(Segmentation mask data)
┌────────

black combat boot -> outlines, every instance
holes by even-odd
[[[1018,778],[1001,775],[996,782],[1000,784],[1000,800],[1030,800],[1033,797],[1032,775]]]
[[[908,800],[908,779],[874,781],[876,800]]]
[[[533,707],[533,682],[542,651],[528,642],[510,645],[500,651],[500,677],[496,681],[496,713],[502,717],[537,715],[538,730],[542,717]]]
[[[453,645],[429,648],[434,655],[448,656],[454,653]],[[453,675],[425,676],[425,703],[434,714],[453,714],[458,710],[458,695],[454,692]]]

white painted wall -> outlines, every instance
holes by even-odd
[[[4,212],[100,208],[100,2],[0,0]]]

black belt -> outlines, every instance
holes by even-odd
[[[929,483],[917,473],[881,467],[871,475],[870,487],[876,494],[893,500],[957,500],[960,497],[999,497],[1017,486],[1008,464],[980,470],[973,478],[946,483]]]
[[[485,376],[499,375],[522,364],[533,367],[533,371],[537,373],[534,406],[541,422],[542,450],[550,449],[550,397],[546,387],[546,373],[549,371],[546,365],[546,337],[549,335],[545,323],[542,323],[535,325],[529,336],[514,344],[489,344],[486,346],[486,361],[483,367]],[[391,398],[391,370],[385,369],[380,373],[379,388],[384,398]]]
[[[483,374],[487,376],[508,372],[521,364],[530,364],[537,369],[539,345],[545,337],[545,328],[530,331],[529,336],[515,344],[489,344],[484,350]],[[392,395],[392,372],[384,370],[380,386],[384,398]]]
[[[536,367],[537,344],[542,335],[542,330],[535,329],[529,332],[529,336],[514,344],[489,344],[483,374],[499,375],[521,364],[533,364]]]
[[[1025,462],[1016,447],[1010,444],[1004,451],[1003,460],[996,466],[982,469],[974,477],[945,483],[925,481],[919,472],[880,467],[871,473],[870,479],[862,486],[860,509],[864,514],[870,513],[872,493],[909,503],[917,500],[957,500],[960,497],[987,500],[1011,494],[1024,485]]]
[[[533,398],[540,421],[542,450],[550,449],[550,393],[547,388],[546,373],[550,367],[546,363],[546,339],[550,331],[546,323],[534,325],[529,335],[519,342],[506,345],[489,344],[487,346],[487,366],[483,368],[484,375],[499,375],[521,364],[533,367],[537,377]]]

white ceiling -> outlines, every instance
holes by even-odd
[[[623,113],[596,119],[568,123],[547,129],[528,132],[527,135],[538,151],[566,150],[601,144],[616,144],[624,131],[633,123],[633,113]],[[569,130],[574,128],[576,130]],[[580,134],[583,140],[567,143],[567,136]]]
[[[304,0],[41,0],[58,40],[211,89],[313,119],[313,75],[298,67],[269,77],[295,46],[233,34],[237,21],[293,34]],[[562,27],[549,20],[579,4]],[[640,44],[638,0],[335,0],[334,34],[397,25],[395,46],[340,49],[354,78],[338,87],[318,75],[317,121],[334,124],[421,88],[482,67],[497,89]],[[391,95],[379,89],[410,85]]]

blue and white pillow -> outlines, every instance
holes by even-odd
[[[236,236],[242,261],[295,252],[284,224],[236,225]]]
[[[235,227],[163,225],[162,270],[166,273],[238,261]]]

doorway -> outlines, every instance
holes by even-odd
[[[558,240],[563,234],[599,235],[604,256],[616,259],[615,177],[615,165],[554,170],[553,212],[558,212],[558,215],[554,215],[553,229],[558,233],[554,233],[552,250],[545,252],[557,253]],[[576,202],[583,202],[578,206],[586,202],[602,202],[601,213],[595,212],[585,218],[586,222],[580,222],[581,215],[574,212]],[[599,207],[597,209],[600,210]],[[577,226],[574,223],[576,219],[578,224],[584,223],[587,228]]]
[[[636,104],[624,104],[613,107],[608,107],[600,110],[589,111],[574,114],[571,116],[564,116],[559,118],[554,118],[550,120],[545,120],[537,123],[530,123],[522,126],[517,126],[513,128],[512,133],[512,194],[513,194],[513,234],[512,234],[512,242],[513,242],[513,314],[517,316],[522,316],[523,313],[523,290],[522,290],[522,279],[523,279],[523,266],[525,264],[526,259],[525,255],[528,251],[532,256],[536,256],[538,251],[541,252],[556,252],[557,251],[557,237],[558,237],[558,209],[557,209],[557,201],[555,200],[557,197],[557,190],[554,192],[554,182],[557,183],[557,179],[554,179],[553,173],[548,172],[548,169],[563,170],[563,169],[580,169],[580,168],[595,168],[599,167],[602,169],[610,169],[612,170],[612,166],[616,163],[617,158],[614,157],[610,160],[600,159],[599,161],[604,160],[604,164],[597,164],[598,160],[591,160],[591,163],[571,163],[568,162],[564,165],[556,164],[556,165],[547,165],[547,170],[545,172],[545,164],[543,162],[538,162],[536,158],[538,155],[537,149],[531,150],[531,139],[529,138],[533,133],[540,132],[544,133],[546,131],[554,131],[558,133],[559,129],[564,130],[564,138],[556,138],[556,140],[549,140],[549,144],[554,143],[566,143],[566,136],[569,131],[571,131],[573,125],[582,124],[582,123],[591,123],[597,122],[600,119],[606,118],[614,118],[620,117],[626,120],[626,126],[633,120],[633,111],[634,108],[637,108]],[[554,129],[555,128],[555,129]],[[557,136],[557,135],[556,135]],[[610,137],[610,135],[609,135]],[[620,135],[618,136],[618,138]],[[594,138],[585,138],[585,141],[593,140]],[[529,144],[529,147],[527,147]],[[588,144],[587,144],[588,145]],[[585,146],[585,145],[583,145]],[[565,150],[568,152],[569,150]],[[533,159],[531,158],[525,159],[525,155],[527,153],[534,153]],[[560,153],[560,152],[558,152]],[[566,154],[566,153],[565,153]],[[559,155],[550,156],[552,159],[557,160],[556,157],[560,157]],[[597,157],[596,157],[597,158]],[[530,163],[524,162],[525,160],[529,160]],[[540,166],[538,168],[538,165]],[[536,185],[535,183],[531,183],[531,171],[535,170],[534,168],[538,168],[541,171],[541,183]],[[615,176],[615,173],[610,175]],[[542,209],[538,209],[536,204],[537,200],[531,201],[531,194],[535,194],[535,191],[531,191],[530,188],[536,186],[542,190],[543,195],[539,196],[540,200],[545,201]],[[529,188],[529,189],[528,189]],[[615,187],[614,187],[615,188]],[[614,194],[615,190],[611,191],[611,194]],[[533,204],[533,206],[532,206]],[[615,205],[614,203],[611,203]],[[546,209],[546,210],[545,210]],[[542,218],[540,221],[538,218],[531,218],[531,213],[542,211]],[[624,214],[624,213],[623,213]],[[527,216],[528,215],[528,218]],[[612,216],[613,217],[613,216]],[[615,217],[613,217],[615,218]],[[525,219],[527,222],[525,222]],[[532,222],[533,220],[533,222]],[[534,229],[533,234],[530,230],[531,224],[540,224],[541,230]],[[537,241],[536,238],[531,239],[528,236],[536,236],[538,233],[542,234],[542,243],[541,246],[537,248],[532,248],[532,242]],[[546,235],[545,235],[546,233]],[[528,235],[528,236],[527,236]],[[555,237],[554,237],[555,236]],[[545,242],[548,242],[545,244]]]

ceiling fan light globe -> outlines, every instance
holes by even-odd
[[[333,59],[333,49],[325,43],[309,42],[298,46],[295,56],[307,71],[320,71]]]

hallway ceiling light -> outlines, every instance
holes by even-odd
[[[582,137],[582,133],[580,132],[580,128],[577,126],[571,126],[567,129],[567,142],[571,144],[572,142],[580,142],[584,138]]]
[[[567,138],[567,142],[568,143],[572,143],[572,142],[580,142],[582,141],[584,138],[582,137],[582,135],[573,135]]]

└────────

### Aim of the exercise
Print each entry above again, exactly as it was given.

### Response for this exercise
black combat boot -> outlines, every instance
holes by even-odd
[[[1018,778],[1001,775],[996,782],[1000,784],[1000,800],[1030,800],[1033,797],[1032,775]]]
[[[908,800],[908,779],[874,781],[876,800]]]
[[[533,707],[533,682],[542,651],[528,642],[510,645],[500,651],[500,677],[496,681],[496,713],[502,717],[537,715],[538,730],[542,717]]]
[[[453,645],[429,648],[434,655],[448,656],[454,653]],[[453,675],[425,676],[425,703],[434,714],[453,714],[458,710],[458,695],[454,692]]]

white painted wall -> outlines, every instance
holes by even-odd
[[[4,212],[100,208],[100,2],[0,0]]]

black belt -> outlines, every instance
holes by even-odd
[[[929,483],[917,473],[881,467],[871,475],[870,487],[876,494],[893,500],[957,500],[960,497],[999,497],[1017,486],[1008,464],[980,470],[973,478],[946,483]]]
[[[485,376],[499,375],[522,364],[533,367],[533,371],[537,373],[534,406],[541,422],[542,450],[550,449],[550,397],[546,387],[546,373],[549,371],[546,365],[546,337],[549,335],[545,323],[542,323],[535,325],[529,336],[514,344],[489,344],[486,346],[486,361],[483,367]],[[391,398],[391,370],[385,369],[380,373],[379,388],[384,398]]]
[[[483,374],[487,376],[508,372],[521,364],[530,364],[537,369],[539,345],[545,337],[545,328],[530,331],[529,336],[515,344],[489,344],[484,350]],[[392,395],[392,372],[384,370],[380,386],[384,398]]]
[[[536,367],[537,344],[542,335],[542,330],[535,329],[529,332],[529,336],[514,344],[489,344],[483,374],[499,375],[521,364],[533,364]]]
[[[1025,462],[1016,447],[1010,444],[1004,451],[1003,460],[996,466],[982,469],[974,477],[945,483],[925,481],[919,472],[880,467],[871,473],[870,479],[862,486],[860,509],[864,514],[870,513],[872,493],[909,503],[917,500],[957,500],[960,497],[987,500],[1011,494],[1024,485]]]
[[[533,398],[540,421],[542,450],[550,449],[550,393],[547,388],[546,373],[550,367],[546,363],[546,339],[550,331],[546,323],[534,325],[529,335],[519,342],[506,345],[489,344],[487,346],[487,366],[483,368],[484,375],[499,375],[521,364],[533,367],[537,377]]]

white ceiling -> outlines, every instance
holes by even-odd
[[[623,113],[596,119],[568,123],[547,129],[528,132],[527,135],[538,151],[566,150],[601,144],[616,144],[624,131],[633,123],[633,113]],[[569,130],[574,128],[576,130]],[[580,134],[583,140],[567,143],[567,136]]]
[[[304,0],[41,0],[58,40],[211,89],[313,119],[313,75],[298,67],[269,77],[295,46],[233,34],[237,21],[293,34]],[[562,27],[549,20],[579,4]],[[640,44],[638,0],[335,0],[334,34],[397,25],[395,46],[340,49],[354,78],[338,87],[318,75],[317,121],[334,124],[421,88],[482,67],[497,89]],[[391,95],[379,89],[410,85]]]

blue and white pillow -> outlines, every instance
holes by even-odd
[[[236,236],[242,261],[295,252],[284,224],[236,225]]]
[[[235,227],[163,225],[162,270],[166,273],[238,261]]]

doorway -> outlines, every instance
holes by even-odd
[[[558,240],[563,234],[599,235],[604,256],[616,259],[615,177],[615,165],[554,170],[553,212],[558,212],[558,215],[554,215],[553,229],[558,233],[554,233],[552,250],[545,252],[557,253]],[[576,202],[583,202],[578,206],[586,202],[602,202],[601,213],[595,212],[585,218],[586,222],[580,222],[581,215],[574,212]],[[599,207],[597,209],[600,210]],[[577,226],[574,223],[576,219],[578,224],[584,223],[587,228]]]
[[[636,104],[624,104],[613,107],[608,107],[600,110],[589,111],[574,114],[571,116],[564,116],[559,118],[554,118],[550,120],[545,120],[537,123],[530,123],[522,126],[517,126],[513,128],[512,133],[512,194],[513,194],[513,234],[512,234],[512,242],[513,242],[513,314],[517,316],[522,316],[523,313],[523,290],[522,290],[522,279],[523,279],[523,266],[525,264],[526,259],[525,255],[528,251],[532,256],[536,256],[538,251],[541,252],[556,252],[557,251],[557,237],[558,237],[558,209],[557,209],[557,201],[555,200],[557,197],[557,190],[554,192],[554,182],[557,183],[557,179],[554,179],[553,173],[548,172],[548,169],[563,170],[563,169],[580,169],[580,168],[595,168],[599,167],[602,169],[610,169],[612,170],[612,166],[616,163],[617,158],[614,157],[610,160],[600,159],[599,161],[604,160],[604,164],[597,164],[598,160],[591,160],[591,163],[571,163],[568,162],[564,165],[556,164],[556,165],[547,165],[547,170],[545,172],[545,164],[543,162],[538,162],[536,158],[538,155],[537,149],[531,150],[531,139],[529,138],[533,133],[540,132],[544,133],[546,131],[554,131],[558,133],[559,129],[564,130],[564,138],[556,138],[556,140],[549,140],[549,144],[554,143],[566,143],[566,136],[569,131],[571,131],[573,125],[582,124],[582,123],[591,123],[597,122],[600,119],[606,118],[614,118],[620,117],[626,120],[626,126],[633,120],[633,111],[634,108],[637,108]],[[554,129],[555,128],[555,129]],[[557,136],[557,135],[556,135]],[[610,137],[610,135],[609,135]],[[620,135],[618,136],[618,138]],[[594,138],[585,138],[585,141],[593,140]],[[529,144],[529,147],[527,147]],[[588,144],[587,144],[588,145]],[[585,146],[585,145],[583,145]],[[565,150],[568,152],[569,150]],[[533,159],[531,158],[525,159],[525,155],[527,153],[534,153]],[[560,153],[560,152],[558,152]],[[566,154],[566,153],[565,153]],[[559,155],[550,156],[552,159],[557,160],[556,157],[560,157]],[[597,157],[596,157],[597,158]],[[530,163],[524,162],[525,160],[529,160]],[[540,166],[538,168],[538,165]],[[536,185],[535,183],[531,183],[531,171],[535,170],[534,168],[538,168],[541,171],[541,183]],[[615,176],[615,173],[610,175]],[[542,209],[538,209],[536,204],[537,200],[531,201],[531,194],[535,194],[535,191],[531,191],[530,188],[536,186],[542,190],[543,195],[539,196],[540,200],[545,201]],[[529,188],[529,189],[528,189]],[[615,187],[614,187],[615,188]],[[614,194],[615,190],[611,191],[611,194]],[[533,204],[533,206],[532,206]],[[615,205],[614,203],[611,203]],[[546,209],[546,210],[545,210]],[[542,218],[540,221],[538,218],[531,218],[531,213],[542,211]],[[624,214],[624,213],[623,213]],[[527,216],[528,215],[528,218]],[[612,216],[613,217],[613,216]],[[615,217],[613,217],[615,218]],[[525,219],[527,222],[525,222]],[[532,222],[533,220],[533,222]],[[534,229],[533,234],[530,230],[531,224],[540,224],[541,230]],[[537,241],[536,238],[531,239],[528,236],[536,236],[538,233],[542,234],[542,243],[541,246],[537,248],[532,248],[532,242]],[[546,235],[545,235],[546,233]],[[528,235],[528,236],[527,236]],[[555,237],[554,237],[555,236]],[[545,242],[548,242],[545,244]]]

ceiling fan light globe -> outlines, every instance
holes by even-odd
[[[333,59],[333,49],[325,43],[309,42],[298,46],[295,56],[307,71],[320,71]]]

hallway ceiling light -> outlines, every instance
holes by even-odd
[[[582,137],[582,133],[580,132],[580,128],[577,126],[571,126],[567,129],[567,142],[571,144],[572,142],[580,142],[584,138]]]
[[[567,138],[567,142],[568,143],[572,143],[572,142],[580,142],[582,141],[584,138],[582,137],[582,135],[573,135]]]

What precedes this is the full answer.